§ **PROBLEM TO WORK ON**: Write the records out again without change. Leave the pictures behind.

[Stored data entries]

= Beginning of Section =

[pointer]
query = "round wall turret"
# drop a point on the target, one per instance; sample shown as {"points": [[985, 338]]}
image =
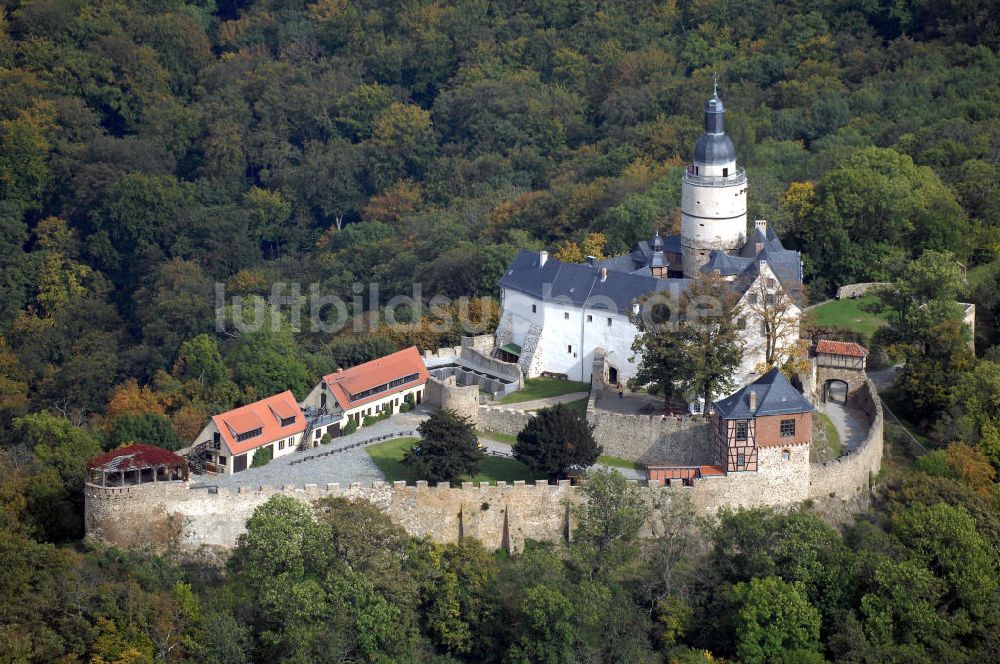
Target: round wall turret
{"points": [[713, 195]]}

= End of Section =

§ **TASK RESULT**:
[pointer]
query = "round wall turret"
# drop a point on the target, one per instance; sample shown as {"points": [[985, 338]]}
image =
Target: round wall turret
{"points": [[713, 195]]}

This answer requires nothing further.